**What the exercise asks:**
Reproduce each line of the following records verbatim, omitting the pictures from your reply.

━━━━

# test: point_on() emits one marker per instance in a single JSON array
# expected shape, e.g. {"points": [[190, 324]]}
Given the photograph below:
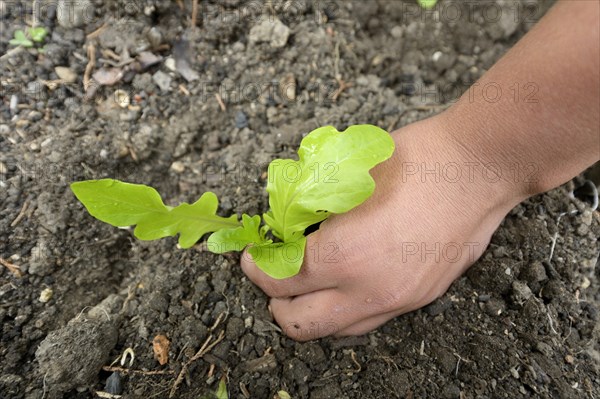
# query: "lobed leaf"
{"points": [[124, 204], [427, 4], [20, 39], [280, 260], [331, 176], [227, 240]]}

━━━━

**In response:**
# test: point_on() emits one marker per instance in a single JSON array
# expected shape, e.g. {"points": [[190, 324]]}
Given the photograph below:
# query: "lobed leaf"
{"points": [[124, 204], [427, 4], [20, 39], [280, 260], [331, 176], [227, 240]]}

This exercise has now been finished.